[Start of Data for this exercise]
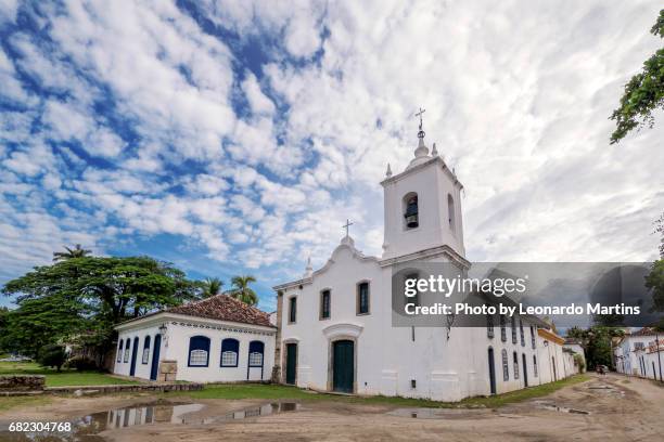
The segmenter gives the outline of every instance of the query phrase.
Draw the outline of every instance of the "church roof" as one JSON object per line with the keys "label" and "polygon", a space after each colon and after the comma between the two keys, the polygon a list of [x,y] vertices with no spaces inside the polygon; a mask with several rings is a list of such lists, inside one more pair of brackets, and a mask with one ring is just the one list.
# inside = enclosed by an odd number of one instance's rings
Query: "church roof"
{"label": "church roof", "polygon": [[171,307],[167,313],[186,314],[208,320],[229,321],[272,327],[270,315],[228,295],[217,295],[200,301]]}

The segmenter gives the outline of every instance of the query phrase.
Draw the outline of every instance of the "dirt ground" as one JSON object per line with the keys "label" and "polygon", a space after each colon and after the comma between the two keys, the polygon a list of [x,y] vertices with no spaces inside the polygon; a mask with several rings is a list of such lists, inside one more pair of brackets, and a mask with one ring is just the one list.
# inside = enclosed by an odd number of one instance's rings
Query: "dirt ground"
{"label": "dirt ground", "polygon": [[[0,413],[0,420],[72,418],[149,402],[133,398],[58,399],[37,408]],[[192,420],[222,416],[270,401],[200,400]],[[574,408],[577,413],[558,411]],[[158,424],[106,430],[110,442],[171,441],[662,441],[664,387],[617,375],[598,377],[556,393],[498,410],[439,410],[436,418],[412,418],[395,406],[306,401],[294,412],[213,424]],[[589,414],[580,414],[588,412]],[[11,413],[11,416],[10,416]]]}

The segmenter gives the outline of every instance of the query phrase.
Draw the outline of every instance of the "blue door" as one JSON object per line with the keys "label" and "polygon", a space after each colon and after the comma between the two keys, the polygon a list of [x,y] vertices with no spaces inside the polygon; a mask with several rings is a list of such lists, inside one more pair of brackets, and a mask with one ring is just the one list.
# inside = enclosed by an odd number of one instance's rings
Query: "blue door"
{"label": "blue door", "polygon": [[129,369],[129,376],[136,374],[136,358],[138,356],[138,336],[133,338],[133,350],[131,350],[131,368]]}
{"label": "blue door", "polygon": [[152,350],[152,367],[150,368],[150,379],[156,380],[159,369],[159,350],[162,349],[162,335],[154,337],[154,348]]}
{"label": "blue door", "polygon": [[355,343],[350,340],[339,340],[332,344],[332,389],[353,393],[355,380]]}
[End of Data for this exercise]
[Start of Data for this exercise]
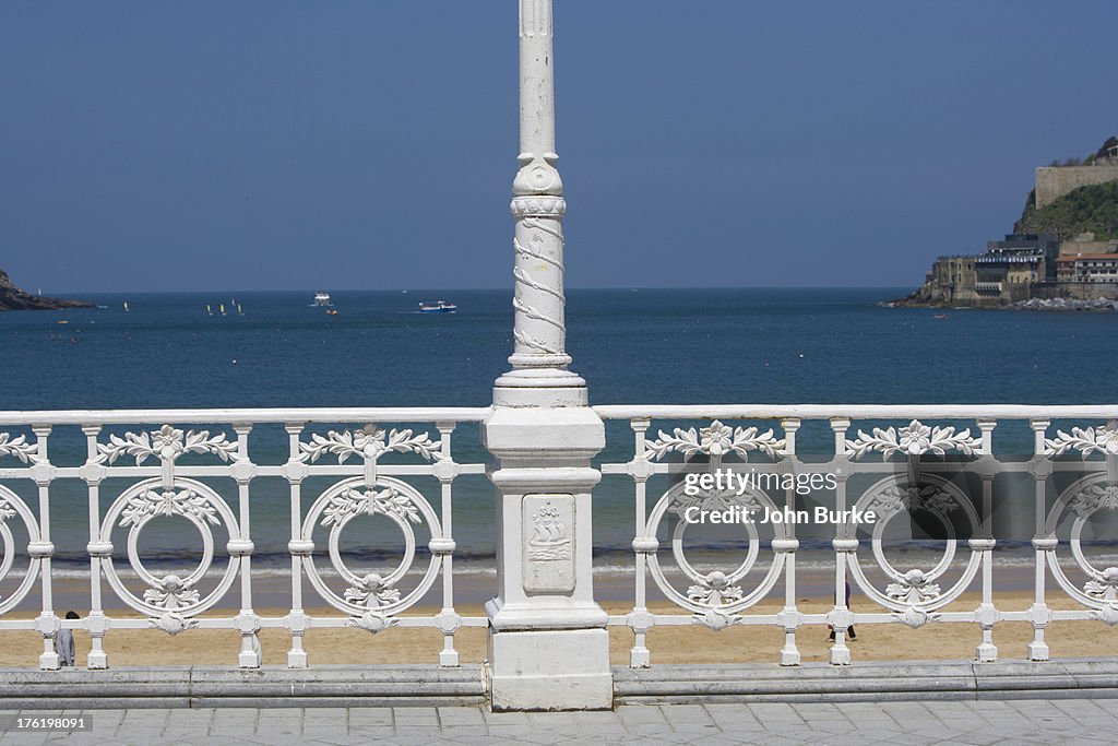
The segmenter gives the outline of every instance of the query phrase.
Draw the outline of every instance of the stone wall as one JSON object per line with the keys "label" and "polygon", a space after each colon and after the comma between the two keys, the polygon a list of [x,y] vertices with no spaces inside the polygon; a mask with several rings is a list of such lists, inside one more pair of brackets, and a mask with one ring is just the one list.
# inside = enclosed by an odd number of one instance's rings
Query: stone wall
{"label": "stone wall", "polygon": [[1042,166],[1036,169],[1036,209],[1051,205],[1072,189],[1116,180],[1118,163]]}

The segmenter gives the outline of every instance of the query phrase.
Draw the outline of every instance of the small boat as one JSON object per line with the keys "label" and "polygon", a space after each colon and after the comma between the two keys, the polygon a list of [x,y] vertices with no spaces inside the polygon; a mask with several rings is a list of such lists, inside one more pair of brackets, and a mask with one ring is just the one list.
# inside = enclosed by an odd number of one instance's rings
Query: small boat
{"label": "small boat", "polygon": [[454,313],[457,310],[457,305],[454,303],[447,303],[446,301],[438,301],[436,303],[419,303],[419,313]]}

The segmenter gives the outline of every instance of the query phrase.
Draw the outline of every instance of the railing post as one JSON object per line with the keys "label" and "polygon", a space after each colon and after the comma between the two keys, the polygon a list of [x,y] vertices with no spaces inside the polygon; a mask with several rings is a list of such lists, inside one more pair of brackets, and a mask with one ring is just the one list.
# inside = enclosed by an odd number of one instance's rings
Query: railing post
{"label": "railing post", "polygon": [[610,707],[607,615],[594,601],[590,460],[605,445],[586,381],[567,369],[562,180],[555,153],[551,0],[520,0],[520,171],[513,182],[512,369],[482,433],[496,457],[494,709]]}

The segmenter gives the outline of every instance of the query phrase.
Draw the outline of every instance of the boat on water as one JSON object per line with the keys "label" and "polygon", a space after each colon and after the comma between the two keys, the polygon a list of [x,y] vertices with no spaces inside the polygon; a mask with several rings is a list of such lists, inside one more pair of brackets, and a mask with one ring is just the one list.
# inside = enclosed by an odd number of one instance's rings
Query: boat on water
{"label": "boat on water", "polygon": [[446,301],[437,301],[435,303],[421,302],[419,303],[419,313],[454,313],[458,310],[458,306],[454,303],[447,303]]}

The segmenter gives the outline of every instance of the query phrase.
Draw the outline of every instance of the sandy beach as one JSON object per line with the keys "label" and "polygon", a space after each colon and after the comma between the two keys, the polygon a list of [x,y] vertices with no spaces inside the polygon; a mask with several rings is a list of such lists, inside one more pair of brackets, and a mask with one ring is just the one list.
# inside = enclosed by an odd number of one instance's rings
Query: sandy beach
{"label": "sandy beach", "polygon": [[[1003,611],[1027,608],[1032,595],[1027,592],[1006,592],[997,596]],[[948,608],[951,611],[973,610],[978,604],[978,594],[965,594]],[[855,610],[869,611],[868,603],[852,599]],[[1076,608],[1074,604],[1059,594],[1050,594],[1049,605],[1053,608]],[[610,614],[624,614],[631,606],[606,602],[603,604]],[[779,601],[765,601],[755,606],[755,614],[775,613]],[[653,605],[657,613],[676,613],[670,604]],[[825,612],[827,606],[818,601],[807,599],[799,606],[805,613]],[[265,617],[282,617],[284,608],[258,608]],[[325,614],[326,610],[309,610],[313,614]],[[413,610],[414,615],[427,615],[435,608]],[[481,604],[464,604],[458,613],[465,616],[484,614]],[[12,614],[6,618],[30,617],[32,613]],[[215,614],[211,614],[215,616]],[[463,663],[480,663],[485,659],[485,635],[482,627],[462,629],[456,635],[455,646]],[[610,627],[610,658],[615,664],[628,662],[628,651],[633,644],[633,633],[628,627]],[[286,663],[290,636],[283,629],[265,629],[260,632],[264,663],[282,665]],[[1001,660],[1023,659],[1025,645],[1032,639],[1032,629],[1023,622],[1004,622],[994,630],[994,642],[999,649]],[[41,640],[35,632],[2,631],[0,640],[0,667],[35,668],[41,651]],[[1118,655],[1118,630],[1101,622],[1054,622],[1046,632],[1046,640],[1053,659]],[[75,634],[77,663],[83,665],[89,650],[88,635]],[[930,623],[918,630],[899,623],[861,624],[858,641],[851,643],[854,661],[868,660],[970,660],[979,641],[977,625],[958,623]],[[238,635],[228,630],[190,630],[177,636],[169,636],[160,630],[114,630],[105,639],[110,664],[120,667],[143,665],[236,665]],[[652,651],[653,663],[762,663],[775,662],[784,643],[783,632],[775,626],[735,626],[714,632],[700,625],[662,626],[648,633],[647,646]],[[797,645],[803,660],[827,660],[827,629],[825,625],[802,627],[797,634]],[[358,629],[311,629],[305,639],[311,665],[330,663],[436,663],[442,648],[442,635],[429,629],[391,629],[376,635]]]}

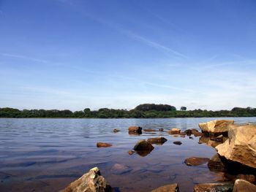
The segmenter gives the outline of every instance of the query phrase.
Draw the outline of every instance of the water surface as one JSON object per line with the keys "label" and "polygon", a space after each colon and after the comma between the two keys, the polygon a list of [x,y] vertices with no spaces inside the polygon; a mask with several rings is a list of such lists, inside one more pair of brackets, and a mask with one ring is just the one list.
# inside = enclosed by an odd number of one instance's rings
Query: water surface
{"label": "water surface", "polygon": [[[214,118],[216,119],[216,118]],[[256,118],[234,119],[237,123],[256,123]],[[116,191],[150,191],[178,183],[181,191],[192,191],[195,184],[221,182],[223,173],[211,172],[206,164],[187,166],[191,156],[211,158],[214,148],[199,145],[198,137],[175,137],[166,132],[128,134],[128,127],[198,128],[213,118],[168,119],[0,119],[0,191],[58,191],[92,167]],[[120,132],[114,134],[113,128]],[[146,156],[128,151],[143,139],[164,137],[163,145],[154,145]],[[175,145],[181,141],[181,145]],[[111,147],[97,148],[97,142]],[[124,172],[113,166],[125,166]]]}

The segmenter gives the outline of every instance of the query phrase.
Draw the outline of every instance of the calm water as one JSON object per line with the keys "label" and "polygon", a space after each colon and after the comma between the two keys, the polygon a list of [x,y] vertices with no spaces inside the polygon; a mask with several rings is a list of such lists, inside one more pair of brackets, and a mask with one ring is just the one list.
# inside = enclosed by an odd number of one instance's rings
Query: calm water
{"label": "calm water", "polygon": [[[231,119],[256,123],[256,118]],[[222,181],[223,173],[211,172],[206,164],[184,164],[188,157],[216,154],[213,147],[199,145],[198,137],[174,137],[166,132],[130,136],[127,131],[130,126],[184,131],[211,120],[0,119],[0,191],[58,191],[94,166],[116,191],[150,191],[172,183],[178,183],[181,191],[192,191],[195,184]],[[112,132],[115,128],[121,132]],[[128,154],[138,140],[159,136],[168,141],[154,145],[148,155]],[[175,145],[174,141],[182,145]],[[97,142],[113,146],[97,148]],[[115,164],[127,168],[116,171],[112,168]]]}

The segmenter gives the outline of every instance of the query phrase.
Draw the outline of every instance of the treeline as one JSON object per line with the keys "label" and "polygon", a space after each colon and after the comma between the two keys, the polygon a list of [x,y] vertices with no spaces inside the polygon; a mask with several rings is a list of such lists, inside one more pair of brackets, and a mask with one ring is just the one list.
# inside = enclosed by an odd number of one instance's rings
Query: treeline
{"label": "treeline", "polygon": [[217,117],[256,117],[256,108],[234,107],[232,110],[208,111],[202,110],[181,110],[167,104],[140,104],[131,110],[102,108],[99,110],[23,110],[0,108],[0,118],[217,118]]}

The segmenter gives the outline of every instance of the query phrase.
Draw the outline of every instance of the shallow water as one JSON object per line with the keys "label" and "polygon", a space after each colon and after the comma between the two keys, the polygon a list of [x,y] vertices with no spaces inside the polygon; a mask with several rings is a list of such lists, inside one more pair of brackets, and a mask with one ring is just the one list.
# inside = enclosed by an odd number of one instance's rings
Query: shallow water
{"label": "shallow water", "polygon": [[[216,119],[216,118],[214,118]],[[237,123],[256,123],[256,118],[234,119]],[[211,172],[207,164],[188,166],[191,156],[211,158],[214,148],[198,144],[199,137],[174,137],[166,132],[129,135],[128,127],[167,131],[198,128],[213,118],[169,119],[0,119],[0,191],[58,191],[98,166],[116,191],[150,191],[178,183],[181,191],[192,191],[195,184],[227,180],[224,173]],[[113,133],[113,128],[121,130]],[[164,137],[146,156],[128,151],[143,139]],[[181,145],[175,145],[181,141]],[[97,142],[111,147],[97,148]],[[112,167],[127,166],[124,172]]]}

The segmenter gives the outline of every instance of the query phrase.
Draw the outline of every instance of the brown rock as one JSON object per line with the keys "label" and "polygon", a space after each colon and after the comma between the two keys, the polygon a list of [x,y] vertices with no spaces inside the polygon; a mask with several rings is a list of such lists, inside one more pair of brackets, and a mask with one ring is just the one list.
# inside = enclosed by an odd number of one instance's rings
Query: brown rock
[End of Data for this exercise]
[Start of Data for this exercise]
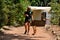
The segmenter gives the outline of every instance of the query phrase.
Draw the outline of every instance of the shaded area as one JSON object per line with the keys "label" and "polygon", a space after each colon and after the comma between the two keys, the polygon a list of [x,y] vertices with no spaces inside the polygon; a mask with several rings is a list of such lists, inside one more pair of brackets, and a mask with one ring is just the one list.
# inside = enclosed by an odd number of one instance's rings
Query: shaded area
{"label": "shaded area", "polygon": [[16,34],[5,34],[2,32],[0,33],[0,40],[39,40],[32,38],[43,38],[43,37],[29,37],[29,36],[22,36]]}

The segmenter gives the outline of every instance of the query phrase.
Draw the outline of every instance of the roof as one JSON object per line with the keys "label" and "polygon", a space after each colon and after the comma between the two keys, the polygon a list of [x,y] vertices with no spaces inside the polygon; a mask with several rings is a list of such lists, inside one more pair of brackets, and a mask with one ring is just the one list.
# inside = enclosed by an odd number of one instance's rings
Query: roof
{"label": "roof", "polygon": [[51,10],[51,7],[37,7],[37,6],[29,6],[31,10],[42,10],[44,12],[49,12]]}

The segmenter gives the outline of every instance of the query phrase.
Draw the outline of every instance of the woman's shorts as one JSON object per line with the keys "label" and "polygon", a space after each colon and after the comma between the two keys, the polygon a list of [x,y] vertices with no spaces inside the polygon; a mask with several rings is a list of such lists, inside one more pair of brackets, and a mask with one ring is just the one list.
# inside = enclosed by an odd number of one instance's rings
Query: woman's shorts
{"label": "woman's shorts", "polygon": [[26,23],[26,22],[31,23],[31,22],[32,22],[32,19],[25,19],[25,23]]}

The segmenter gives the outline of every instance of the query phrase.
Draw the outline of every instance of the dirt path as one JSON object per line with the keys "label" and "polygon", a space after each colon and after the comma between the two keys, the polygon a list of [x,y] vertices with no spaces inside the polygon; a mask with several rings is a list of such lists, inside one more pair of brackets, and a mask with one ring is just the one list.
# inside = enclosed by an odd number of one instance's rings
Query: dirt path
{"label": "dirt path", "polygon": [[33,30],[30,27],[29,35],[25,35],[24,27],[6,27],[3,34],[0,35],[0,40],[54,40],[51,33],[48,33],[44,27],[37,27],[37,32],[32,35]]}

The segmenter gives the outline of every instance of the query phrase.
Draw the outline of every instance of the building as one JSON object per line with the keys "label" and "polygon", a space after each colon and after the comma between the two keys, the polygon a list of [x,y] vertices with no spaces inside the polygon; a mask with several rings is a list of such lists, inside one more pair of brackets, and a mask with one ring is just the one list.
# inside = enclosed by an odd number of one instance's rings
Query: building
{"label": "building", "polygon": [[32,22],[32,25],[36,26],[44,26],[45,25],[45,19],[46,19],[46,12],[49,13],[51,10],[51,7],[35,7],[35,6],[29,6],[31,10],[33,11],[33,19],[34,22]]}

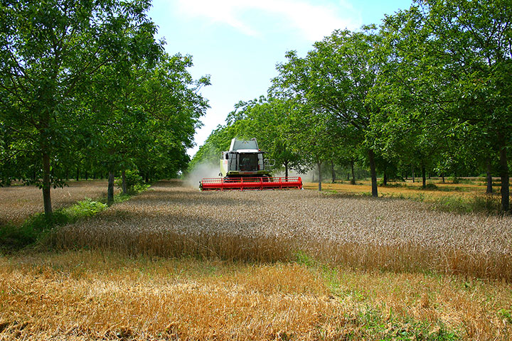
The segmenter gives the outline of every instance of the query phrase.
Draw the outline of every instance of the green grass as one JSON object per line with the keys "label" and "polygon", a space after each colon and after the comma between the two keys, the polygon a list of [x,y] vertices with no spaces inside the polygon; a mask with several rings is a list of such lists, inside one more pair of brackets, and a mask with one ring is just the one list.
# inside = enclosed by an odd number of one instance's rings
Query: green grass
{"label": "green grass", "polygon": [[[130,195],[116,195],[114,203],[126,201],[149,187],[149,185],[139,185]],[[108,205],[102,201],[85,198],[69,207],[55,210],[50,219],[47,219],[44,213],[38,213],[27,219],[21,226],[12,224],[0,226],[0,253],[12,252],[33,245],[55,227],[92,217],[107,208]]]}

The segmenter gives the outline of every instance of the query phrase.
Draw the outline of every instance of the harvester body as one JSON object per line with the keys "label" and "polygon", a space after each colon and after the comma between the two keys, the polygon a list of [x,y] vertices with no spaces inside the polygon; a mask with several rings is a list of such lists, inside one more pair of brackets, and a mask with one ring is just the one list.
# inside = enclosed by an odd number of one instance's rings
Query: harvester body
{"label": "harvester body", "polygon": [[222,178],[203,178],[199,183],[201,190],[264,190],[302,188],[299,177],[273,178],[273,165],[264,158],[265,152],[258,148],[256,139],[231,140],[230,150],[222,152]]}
[End of Data for this exercise]
Exercise instructions: Return every line above that contains the string "wall", treating uppercase and lowercase as distinct.

The completed task:
Draw the outline of every instance of the stone wall as one JSON object per line with the keys "label" and "polygon", a space after each colon and after the comma between the two keys, the polygon a list of [x,y] vertices with no spaces inside the polygon; a mask with several rings is a list of such lists, inside one more pair of brackets, and a mask with one ring is just the one list.
Query: stone wall
{"label": "stone wall", "polygon": [[1042,166],[1036,169],[1036,209],[1051,205],[1072,189],[1116,180],[1118,163]]}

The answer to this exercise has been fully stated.